**Статья**
«Ежели бы только человек выучился не судить и не мыслить резко и положительно и не давать ответы на вопросы, данные ему только для того, чтобы они вечно оставались вопросами!»
(Л. Толстой. Из записок князя Нехлюдова. Люцерн) Говоря прямо и без затей, я не любил нашу власть, но и диссидентов не полюбил тоже. Везде свои фанатики, мрачные и злые, везде ненависть и презрение. Что и говорить, тоталитарная власть хуже других по определению, поскольку хуже не бывает ничего. Но всегда мне были понятнее и милее те, кто не дрался за власть и влияние, не декларировал позиции, а делал по мере сил то, что умел делать на пользу людям. Позднее я все с бóльшим отчуждением смотрел на этих храбрых, благородных, но невыносимо заносчивых людей с их уверенностью в собственной избранности, с уверенностью, что они имеют право презирать не таких, как они, с их привычкой фамильярно называть Солженицына «Солж», с портретами Сахарова на стенках нарочито нищих квартир, с культом «интеллигентной бедности» и небрежного всезнайства. Как склонны к этим странным играм русские страстотерпцы: «И надо отдать нам справедливость, хотя мы делаем это несколько засаленными картами, но исступленно» (Инн. Анненский).
Вероятно, все эти рассуждения звучат и выспренне, и мелковато и, уж конечно, меня не красят. И конечно, здесь много сформулированного значительно позднее. Но мысли многих лет складывались примерно так.
Последние мои поездки в Париж «советского времени» произошли в 1980-м и 1982-м.
Осенью 1980-го по обе стороны польской границы — в Гродно и во Франкфурте-на-Одере — стояли составы с зачехленными танками: «соцлагерь» был перепуган — в Польше шло брожение. Обе границы наш поезд пересекал ночью, поэтому зрелище было особенно мрачным.
В Варшаве ремонтировался мост через Вислу, поезд двигался медленно, рабочие смотрели на наши вагоны с ненавистью и ругали нас громко, более всего по-русски.
Первые две недели я провел у пригласивших меня знакомых в Лилле. Это были странные дни. Франция, но вовсе уж не Париж, спокойный и словно бы замкнутый в себе самом, богатый, скорее респектабельный, нежели чарующий, город: старые укрепления, стены и цитадель, построенные Вобаном, элегантные здания XVII века существовали словно бы отдельно от него. Домашние вечера с милыми людьми, визиты к их родственникам и приятелям, провинциальное спокойное бытие среднеобразованных, разумных, в достатке и с удовольствием живущих, серьезно работающих людей. Жизнь их была бесконечно далека от меня, она внушала уважение, но любопытство мое не было задето, и мне стыдно вспоминать об этом.

**Задание**
Перепишите отрывок воспоминаний от слов «Первые две недели» до слов «вспоминать об этом.» включительно, заменив «Лилле» на «Руане».

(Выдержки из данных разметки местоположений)

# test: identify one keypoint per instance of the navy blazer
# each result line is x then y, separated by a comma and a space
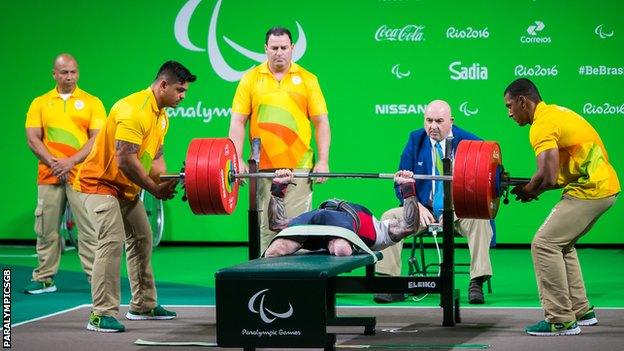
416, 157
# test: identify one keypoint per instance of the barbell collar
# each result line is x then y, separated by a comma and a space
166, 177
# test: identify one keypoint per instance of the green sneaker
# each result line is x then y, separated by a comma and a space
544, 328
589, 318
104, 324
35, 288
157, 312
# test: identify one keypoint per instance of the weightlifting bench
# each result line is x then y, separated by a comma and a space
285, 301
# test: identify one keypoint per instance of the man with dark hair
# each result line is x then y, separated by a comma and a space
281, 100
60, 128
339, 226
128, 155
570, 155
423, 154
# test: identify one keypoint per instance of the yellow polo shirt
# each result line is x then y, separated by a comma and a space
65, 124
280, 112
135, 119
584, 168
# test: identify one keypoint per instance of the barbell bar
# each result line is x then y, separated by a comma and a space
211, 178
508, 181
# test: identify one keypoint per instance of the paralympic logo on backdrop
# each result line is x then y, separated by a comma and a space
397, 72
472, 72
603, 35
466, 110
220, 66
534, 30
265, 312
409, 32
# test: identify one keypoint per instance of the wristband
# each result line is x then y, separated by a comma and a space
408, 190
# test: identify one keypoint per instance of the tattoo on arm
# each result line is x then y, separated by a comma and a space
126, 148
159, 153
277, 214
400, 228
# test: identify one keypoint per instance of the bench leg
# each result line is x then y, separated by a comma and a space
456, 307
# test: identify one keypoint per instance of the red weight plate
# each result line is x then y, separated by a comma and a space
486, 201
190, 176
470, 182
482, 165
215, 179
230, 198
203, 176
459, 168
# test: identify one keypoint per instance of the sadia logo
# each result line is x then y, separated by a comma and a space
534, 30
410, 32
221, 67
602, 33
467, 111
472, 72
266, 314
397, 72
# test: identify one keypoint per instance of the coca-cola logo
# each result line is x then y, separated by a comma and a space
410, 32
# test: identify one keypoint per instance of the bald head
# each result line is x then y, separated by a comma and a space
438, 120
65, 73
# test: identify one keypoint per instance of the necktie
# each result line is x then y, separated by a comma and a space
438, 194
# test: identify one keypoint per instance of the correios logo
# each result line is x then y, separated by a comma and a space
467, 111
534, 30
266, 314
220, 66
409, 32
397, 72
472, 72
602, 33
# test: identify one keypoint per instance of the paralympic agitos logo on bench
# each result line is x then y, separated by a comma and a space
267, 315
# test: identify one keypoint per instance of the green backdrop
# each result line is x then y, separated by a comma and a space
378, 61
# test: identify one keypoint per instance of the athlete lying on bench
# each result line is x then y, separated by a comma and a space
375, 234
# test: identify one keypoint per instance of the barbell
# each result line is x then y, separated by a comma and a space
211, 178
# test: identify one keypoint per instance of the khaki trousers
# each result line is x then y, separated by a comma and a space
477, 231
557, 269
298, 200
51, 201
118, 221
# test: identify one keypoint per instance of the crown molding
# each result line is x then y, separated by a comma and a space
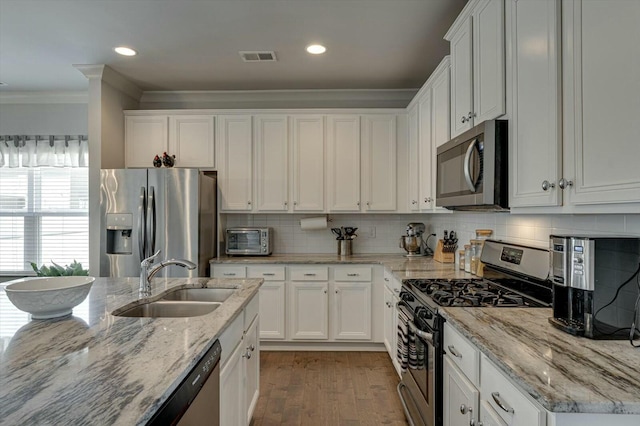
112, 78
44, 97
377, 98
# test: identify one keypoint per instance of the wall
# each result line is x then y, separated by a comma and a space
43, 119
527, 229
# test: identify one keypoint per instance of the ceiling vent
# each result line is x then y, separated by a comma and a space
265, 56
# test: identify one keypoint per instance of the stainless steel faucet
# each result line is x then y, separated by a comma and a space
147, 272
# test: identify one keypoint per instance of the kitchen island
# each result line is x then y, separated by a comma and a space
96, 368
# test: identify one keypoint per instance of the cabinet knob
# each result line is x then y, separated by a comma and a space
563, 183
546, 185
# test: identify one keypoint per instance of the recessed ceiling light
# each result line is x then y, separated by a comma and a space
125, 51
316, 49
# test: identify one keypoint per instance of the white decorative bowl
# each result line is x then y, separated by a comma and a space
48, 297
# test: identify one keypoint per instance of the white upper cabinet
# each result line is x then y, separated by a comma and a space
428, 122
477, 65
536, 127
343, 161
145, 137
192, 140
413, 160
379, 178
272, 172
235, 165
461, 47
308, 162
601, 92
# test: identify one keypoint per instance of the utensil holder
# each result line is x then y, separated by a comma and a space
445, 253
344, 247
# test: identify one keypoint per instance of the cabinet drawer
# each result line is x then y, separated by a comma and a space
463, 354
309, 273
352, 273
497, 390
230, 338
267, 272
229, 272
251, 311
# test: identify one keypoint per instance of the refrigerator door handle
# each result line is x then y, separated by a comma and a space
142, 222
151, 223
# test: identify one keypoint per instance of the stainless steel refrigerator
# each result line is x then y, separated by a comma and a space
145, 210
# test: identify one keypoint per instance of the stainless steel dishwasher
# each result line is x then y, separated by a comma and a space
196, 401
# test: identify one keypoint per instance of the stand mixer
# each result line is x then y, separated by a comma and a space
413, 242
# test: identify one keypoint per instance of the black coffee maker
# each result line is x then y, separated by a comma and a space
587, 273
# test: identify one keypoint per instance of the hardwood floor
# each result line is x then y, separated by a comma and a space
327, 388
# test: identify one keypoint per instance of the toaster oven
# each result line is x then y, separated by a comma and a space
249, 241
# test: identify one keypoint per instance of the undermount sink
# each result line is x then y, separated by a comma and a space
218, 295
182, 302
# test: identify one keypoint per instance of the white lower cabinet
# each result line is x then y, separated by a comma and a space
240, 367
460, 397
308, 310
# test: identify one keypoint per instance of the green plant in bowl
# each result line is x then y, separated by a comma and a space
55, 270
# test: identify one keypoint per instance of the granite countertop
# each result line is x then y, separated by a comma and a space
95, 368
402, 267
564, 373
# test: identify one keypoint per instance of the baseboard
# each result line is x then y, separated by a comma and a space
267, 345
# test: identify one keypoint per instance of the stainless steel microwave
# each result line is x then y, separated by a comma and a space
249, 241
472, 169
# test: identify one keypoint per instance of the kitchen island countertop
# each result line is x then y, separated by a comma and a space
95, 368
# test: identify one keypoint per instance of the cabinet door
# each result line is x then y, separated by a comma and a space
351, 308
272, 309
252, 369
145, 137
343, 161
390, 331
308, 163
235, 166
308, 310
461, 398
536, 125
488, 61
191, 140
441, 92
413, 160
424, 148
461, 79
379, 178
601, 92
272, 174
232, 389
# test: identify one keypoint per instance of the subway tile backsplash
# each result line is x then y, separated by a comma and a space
---
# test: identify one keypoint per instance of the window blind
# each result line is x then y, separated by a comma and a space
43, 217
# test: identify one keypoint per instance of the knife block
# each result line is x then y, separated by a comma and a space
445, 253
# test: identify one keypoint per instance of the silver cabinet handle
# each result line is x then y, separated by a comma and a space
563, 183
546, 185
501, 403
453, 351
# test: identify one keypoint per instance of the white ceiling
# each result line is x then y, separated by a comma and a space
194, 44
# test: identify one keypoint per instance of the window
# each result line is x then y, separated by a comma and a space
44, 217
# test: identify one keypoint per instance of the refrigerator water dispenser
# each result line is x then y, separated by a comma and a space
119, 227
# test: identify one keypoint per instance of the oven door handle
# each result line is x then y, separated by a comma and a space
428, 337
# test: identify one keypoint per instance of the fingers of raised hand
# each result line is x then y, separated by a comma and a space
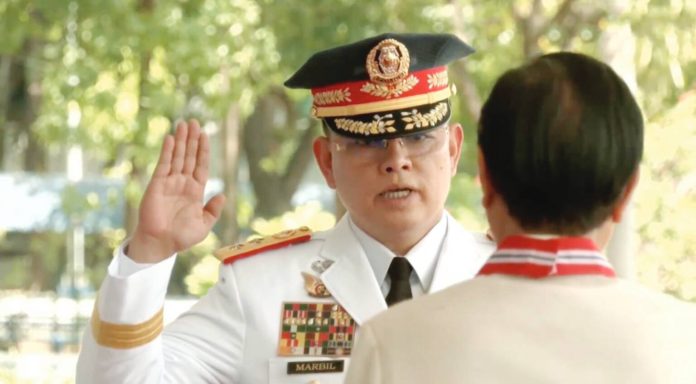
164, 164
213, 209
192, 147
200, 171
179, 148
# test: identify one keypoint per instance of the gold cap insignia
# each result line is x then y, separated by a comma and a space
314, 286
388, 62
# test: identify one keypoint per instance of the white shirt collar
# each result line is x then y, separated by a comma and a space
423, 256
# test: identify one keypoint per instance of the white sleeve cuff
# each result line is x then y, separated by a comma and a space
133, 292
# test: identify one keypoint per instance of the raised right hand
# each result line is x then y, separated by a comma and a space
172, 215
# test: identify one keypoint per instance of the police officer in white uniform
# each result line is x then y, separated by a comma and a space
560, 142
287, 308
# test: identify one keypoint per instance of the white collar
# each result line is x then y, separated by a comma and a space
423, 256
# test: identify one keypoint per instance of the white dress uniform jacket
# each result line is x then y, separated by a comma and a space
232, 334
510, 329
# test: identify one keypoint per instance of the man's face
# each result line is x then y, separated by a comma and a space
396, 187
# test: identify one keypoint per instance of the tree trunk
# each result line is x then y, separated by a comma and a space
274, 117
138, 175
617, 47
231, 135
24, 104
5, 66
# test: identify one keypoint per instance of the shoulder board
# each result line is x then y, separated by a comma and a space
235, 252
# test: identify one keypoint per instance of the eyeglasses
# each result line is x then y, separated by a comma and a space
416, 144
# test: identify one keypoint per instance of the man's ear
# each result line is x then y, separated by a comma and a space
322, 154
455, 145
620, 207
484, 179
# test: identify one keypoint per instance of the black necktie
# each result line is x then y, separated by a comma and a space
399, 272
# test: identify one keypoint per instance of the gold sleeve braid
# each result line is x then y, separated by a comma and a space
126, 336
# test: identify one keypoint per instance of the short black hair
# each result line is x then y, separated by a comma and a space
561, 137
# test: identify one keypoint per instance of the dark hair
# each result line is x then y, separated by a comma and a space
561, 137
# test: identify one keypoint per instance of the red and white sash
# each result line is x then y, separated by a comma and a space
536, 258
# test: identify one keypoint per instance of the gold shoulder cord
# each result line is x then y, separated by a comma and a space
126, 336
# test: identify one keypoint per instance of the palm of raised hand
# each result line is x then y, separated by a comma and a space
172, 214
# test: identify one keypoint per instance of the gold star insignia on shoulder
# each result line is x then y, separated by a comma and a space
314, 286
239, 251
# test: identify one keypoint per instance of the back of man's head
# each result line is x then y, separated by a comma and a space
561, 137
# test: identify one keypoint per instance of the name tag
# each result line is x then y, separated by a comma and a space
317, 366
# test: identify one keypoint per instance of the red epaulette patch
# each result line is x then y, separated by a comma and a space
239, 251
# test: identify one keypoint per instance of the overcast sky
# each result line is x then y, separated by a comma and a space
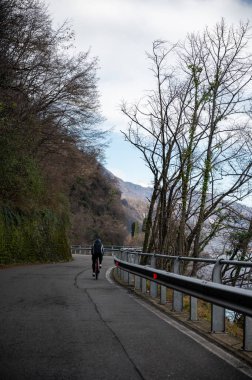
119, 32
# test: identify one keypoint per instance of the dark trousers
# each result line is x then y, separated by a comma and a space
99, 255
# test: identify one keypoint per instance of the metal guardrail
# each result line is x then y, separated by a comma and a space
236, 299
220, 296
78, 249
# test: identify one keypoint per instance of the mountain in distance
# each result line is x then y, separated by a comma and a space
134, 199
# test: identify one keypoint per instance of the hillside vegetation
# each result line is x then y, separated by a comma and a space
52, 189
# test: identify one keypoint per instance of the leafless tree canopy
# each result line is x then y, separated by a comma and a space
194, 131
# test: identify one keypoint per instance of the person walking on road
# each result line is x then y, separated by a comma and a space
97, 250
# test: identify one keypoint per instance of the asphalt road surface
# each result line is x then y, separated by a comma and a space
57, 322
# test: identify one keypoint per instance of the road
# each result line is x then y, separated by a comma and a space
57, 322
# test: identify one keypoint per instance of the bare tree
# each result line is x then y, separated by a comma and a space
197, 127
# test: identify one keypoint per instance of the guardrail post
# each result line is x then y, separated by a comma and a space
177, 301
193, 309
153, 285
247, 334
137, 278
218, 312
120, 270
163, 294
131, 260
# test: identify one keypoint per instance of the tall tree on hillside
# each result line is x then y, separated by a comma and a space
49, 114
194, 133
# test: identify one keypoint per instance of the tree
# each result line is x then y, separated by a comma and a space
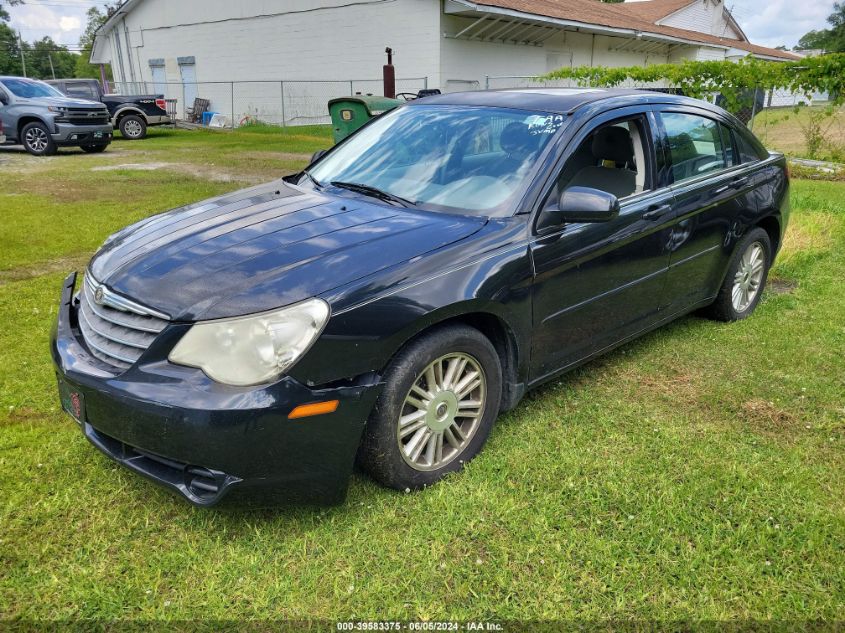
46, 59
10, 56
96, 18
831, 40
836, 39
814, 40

**Выполненное задание**
Первые две недели я провел у пригласивших меня знакомых в Руане. Это были странные дни. Франция, но вовсе уж не Париж, спокойный и словно бы замкнутый в себе самом, богатый, скорее респектабельный, нежели чарующий, город: старые укрепления, стены и цитадель, построенные Вобаном, элегантные здания XVII века существовали словно бы отдельно от него. Домашние вечера с милыми людьми, визиты к их родственникам и приятелям, провинциальное спокойное бытие среднеобразованных, разумных, в достатке и с удовольствием живущих, серьезно работающих людей. Жизнь их была бесконечно далека от меня, она внушала уважение, но любопытство мое не было задето, и мне стыдно вспоминать об этом.